-- BEGIN Text segment --

Because $19.68 is more money than $19.67

-Who had the title role in the 1931 movie Frankenstein?

The mad scientist (you can look up his name on IDMB just as easily as I can)

-If there are 6 apples and you take away 4, how many do you have?

You have the 4 apples you took.

-There are two coins which total 55 cents (read: $0.55). One of them is not a nickel. What are the two coins?

A 50 cent piece and a nickel. One is not a nickel, the other is.

-Do you say "Loo-iss-vill" is the capital of Kentucky, or do you say "Loo-ee-vill" is the capital of Kentucky?

I say Frankfurt

-Exactly how many slices of 1.5 cm each can you cut from a whole loaf of bread which is 22.5 cm long?

One. Once you slice off one slice it is no longer 22.5 cm

betenoir
01-24-2005, 10:22 AM
As I understand it:

No there is no legal obligation for Police to read the Miranda rights. But if they fail to do so, any admission made by the suspect is inadmissable evidence.

Essentially (although Poly provided even more accurate information :)) . It's really only relevant to suspects the police want to question, for the above reason. But I recall my fellow detainees (when I was arrested for buying drugs, back wheh I was young and stupid :o ) confidently tellling each other their arrest was invalid because they hadn't been read their rights. Such is the power of television.

Loopus
01-24-2005, 10:37 AM
Is it time to dig up and dust off
'A plane crashes on the border of Country X and Country Y. Where do they bury the survivors?'
They don't, of course, bury the survivors.
'Brothers and sisters have I none, but that man's father is my father's son'
It's you (http://www.straightdope.com/classics/a2_174a.html)

Easy one: George W. Bush is officially the 43rd president of the USA. How many men have served as president before him?

-- END Text segment --

- _What the task asks_
Reproduce the forum thread from "No there is" up to and including "is inadmissable evidence.", switching "suspect" to "detainee".

-- BEGIN Record extracts --

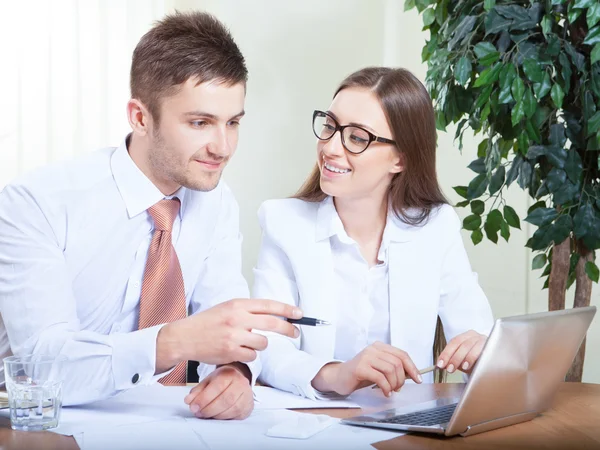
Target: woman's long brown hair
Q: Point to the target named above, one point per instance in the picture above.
(414, 192)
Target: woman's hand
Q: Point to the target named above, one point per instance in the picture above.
(462, 352)
(379, 363)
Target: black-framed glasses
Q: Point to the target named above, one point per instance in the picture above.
(354, 139)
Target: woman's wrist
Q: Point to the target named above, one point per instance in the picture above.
(324, 381)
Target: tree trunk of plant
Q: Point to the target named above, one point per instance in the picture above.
(557, 286)
(583, 295)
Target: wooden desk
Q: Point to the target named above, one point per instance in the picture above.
(572, 423)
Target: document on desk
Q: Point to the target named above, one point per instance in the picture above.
(270, 398)
(141, 404)
(255, 433)
(148, 436)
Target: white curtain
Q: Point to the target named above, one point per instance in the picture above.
(64, 76)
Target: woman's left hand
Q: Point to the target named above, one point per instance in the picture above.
(462, 352)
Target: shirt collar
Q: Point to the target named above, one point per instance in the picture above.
(136, 189)
(329, 224)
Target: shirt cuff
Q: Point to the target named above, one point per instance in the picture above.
(134, 357)
(255, 368)
(309, 371)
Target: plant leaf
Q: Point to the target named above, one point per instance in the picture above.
(595, 55)
(591, 269)
(428, 17)
(593, 15)
(478, 165)
(504, 231)
(541, 89)
(464, 28)
(557, 95)
(491, 234)
(495, 23)
(547, 23)
(555, 179)
(477, 186)
(577, 58)
(593, 124)
(541, 216)
(593, 36)
(573, 165)
(476, 237)
(472, 222)
(539, 261)
(486, 53)
(557, 135)
(529, 103)
(584, 220)
(518, 113)
(518, 88)
(484, 97)
(462, 70)
(514, 170)
(582, 4)
(533, 70)
(497, 180)
(461, 190)
(521, 19)
(477, 207)
(511, 217)
(489, 75)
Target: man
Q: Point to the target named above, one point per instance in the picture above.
(103, 258)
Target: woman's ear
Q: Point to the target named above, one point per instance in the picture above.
(398, 163)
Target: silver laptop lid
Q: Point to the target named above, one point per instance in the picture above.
(521, 366)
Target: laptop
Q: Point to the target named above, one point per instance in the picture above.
(522, 364)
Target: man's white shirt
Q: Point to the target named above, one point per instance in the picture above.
(73, 244)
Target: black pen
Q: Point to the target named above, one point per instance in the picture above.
(309, 321)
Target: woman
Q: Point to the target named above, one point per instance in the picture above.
(370, 245)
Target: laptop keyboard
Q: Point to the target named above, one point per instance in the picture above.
(425, 418)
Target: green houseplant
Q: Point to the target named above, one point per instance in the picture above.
(524, 76)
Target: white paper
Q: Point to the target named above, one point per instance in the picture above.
(147, 436)
(270, 398)
(251, 434)
(138, 405)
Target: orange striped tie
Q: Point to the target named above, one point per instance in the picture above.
(163, 293)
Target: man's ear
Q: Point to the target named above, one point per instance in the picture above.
(138, 116)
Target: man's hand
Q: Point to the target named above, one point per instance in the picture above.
(462, 352)
(222, 334)
(224, 394)
(379, 363)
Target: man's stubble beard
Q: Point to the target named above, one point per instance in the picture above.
(164, 163)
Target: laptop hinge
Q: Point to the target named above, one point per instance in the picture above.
(498, 423)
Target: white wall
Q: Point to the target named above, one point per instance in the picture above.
(67, 94)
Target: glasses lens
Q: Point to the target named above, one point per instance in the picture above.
(356, 139)
(323, 126)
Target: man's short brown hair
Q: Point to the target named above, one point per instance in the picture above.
(179, 47)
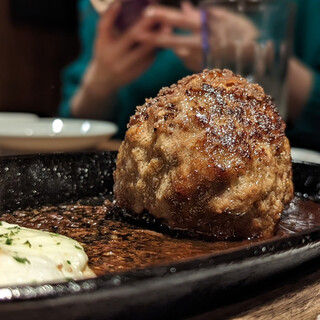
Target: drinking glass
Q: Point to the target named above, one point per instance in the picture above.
(252, 38)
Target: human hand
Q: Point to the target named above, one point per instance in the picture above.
(118, 57)
(226, 29)
(187, 46)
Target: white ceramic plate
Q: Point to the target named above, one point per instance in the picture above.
(305, 155)
(54, 135)
(17, 117)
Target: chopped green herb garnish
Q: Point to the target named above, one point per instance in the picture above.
(22, 260)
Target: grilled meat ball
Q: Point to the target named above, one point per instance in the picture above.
(208, 155)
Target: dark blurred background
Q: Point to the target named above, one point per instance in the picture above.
(38, 39)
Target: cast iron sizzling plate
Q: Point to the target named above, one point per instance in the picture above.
(169, 291)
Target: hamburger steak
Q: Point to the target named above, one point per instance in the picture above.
(208, 155)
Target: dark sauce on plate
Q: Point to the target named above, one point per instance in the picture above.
(113, 244)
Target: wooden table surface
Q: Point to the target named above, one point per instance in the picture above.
(296, 298)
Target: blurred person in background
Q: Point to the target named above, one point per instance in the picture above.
(123, 69)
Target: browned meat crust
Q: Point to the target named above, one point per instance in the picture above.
(210, 155)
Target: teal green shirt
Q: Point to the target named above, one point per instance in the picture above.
(168, 69)
(306, 132)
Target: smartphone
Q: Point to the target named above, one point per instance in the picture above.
(131, 11)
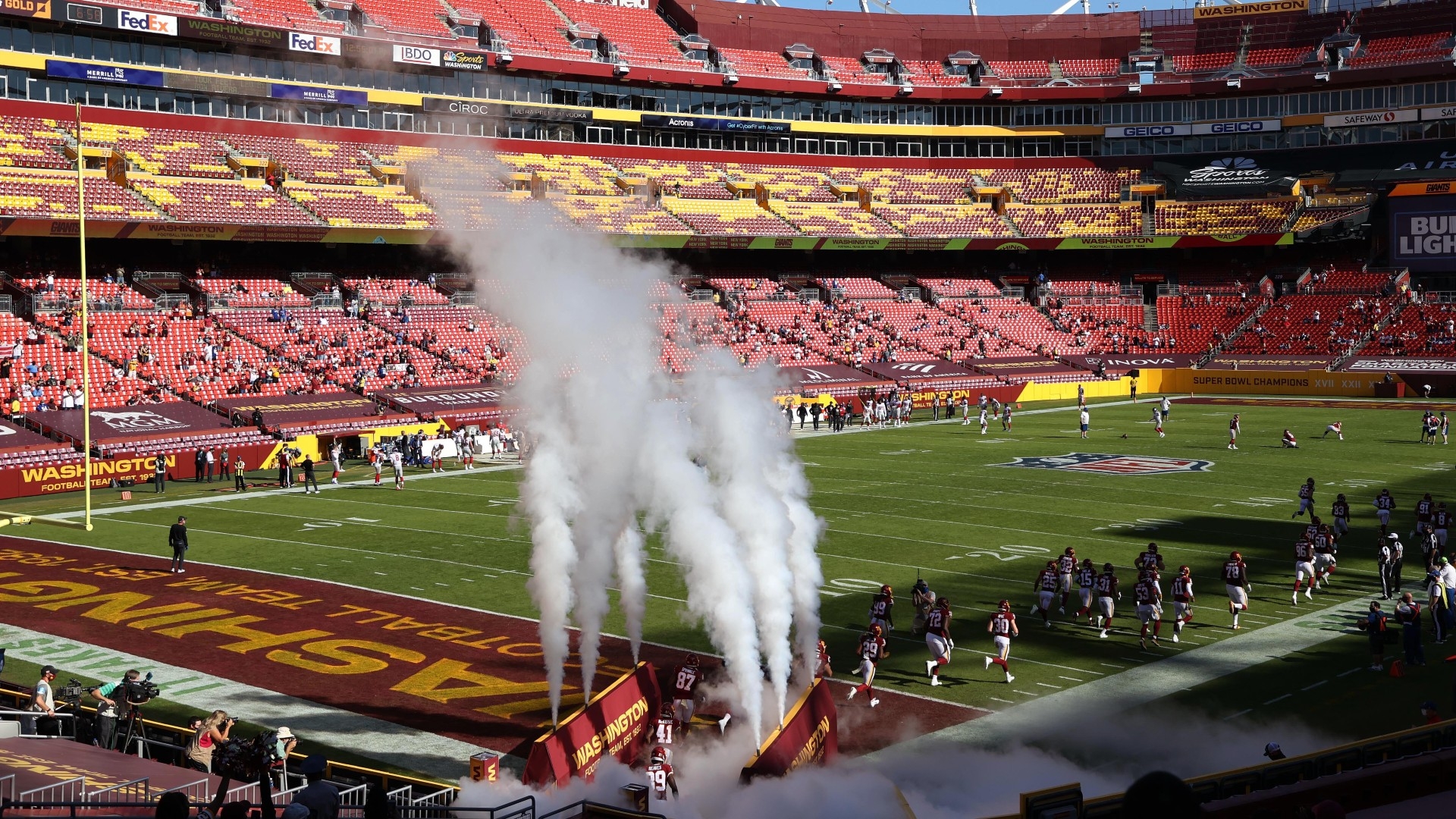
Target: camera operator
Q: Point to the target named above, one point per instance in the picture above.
(212, 733)
(107, 710)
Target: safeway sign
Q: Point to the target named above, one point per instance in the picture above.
(417, 55)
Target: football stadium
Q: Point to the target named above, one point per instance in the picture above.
(523, 409)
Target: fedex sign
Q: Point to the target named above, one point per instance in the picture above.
(147, 22)
(315, 42)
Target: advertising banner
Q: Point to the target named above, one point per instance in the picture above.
(278, 410)
(808, 736)
(1423, 232)
(136, 423)
(617, 723)
(444, 400)
(93, 74)
(921, 371)
(310, 93)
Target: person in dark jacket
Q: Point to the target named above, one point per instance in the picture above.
(177, 538)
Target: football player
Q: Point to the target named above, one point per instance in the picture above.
(938, 639)
(1106, 594)
(1087, 588)
(1307, 499)
(1002, 627)
(1183, 599)
(821, 662)
(1046, 588)
(1304, 567)
(685, 691)
(1066, 567)
(1237, 580)
(1149, 605)
(881, 611)
(1340, 510)
(871, 648)
(660, 774)
(1383, 506)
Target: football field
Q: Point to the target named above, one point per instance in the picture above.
(977, 518)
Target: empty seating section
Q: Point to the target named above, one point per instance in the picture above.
(408, 17)
(229, 202)
(53, 196)
(1076, 221)
(1410, 33)
(639, 36)
(618, 215)
(1222, 218)
(28, 142)
(728, 218)
(526, 27)
(1327, 325)
(1090, 67)
(804, 184)
(909, 186)
(944, 221)
(96, 289)
(312, 161)
(363, 207)
(566, 174)
(852, 71)
(1063, 186)
(761, 64)
(395, 290)
(253, 293)
(286, 14)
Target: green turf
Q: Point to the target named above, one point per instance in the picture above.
(924, 500)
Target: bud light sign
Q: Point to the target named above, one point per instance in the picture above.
(315, 42)
(1423, 232)
(147, 22)
(417, 55)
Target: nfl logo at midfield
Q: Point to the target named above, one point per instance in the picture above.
(1112, 464)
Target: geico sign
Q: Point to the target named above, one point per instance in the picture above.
(1133, 131)
(142, 20)
(417, 55)
(315, 42)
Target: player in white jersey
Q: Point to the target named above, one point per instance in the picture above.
(1183, 599)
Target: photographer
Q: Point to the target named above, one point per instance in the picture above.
(209, 736)
(107, 710)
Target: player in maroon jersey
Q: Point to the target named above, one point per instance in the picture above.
(1237, 580)
(1106, 594)
(1149, 558)
(871, 649)
(660, 776)
(1087, 588)
(1149, 605)
(938, 639)
(666, 729)
(1046, 586)
(1066, 567)
(1304, 567)
(685, 691)
(1002, 627)
(1183, 599)
(821, 662)
(881, 611)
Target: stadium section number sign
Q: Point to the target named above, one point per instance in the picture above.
(1112, 464)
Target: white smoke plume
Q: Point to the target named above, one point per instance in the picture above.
(610, 438)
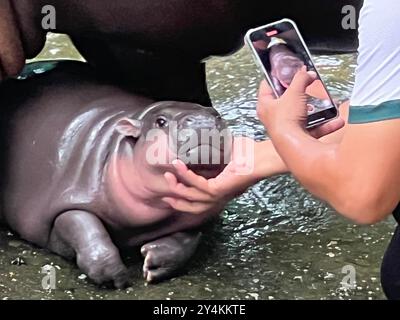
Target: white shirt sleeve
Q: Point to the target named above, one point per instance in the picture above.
(378, 72)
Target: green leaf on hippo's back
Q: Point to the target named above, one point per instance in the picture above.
(32, 69)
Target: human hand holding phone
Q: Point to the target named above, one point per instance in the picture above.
(281, 52)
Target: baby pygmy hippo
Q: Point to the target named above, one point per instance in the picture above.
(83, 171)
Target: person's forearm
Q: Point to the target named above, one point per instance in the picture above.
(268, 162)
(311, 161)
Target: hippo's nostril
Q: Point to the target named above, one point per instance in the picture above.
(199, 121)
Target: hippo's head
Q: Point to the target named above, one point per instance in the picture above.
(166, 131)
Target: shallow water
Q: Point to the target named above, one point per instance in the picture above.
(274, 242)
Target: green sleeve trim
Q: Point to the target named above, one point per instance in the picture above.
(385, 111)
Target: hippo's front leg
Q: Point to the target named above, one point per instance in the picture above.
(165, 257)
(81, 235)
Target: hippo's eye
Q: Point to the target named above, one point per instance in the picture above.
(161, 122)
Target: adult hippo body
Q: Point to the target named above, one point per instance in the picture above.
(158, 46)
(77, 180)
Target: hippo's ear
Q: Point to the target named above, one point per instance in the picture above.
(129, 127)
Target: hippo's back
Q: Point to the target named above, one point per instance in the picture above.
(57, 130)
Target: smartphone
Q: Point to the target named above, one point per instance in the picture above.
(280, 50)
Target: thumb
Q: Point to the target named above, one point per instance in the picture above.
(302, 80)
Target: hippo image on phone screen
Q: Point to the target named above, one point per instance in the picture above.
(79, 176)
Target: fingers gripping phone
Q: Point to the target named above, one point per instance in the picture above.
(281, 51)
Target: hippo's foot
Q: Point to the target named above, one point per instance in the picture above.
(165, 257)
(81, 234)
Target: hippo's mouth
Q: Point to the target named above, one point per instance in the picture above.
(205, 159)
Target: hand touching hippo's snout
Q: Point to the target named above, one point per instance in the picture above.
(94, 186)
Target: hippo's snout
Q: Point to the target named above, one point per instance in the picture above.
(199, 122)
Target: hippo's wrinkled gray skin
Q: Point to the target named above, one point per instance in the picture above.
(157, 47)
(76, 178)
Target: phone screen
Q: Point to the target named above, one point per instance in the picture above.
(282, 53)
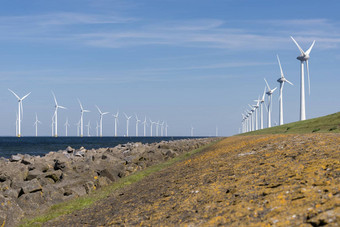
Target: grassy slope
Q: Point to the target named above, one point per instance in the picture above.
(68, 207)
(329, 123)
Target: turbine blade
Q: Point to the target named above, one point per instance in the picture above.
(308, 77)
(310, 48)
(267, 84)
(278, 59)
(289, 82)
(14, 94)
(302, 52)
(55, 100)
(25, 96)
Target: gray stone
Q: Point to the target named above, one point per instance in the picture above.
(31, 186)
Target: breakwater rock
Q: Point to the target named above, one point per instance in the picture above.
(32, 183)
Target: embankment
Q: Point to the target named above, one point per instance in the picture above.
(268, 180)
(29, 184)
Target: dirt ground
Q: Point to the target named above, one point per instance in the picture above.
(276, 180)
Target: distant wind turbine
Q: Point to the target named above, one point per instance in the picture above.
(20, 110)
(82, 111)
(56, 115)
(116, 122)
(127, 124)
(101, 120)
(137, 121)
(36, 124)
(144, 124)
(66, 126)
(269, 93)
(282, 81)
(304, 57)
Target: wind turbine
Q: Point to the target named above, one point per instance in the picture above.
(282, 81)
(137, 121)
(127, 124)
(166, 129)
(269, 93)
(101, 120)
(56, 115)
(66, 126)
(151, 124)
(97, 127)
(36, 125)
(116, 122)
(157, 127)
(303, 58)
(88, 128)
(20, 110)
(144, 124)
(82, 111)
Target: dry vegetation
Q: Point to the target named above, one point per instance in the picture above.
(279, 180)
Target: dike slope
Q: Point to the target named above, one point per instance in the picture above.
(279, 180)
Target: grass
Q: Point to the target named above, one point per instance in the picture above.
(329, 123)
(80, 203)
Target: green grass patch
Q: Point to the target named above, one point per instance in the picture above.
(80, 203)
(329, 123)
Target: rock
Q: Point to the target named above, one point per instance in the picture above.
(69, 149)
(31, 186)
(15, 158)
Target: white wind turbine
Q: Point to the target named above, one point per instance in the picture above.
(36, 124)
(56, 115)
(137, 121)
(116, 121)
(151, 124)
(144, 124)
(97, 127)
(20, 110)
(101, 120)
(157, 127)
(166, 128)
(269, 93)
(66, 126)
(127, 124)
(261, 107)
(82, 111)
(88, 128)
(282, 81)
(303, 58)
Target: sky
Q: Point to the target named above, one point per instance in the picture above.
(191, 63)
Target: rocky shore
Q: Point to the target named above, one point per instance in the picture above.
(32, 183)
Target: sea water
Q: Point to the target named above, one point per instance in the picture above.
(42, 145)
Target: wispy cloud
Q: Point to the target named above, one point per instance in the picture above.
(106, 31)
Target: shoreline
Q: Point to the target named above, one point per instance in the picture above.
(31, 183)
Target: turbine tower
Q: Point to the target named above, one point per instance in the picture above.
(88, 128)
(56, 115)
(116, 122)
(127, 124)
(101, 120)
(137, 121)
(269, 93)
(36, 124)
(66, 126)
(144, 124)
(82, 111)
(282, 81)
(20, 110)
(303, 58)
(151, 124)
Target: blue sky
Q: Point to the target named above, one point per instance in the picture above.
(188, 62)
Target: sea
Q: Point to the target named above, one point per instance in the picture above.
(42, 145)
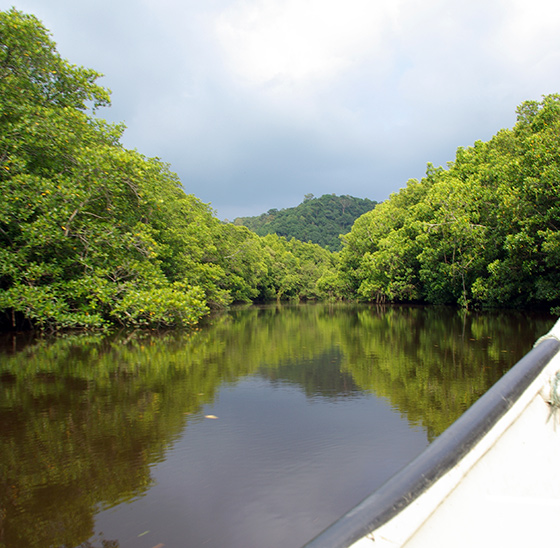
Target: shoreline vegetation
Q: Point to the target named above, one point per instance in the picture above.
(94, 235)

-- END Record extracts --

- _Exercise response_
No there is no legal obligation for Police to read the Miranda rights. But if they fail to do so, any admission made by the detainee is inadmissable evidence.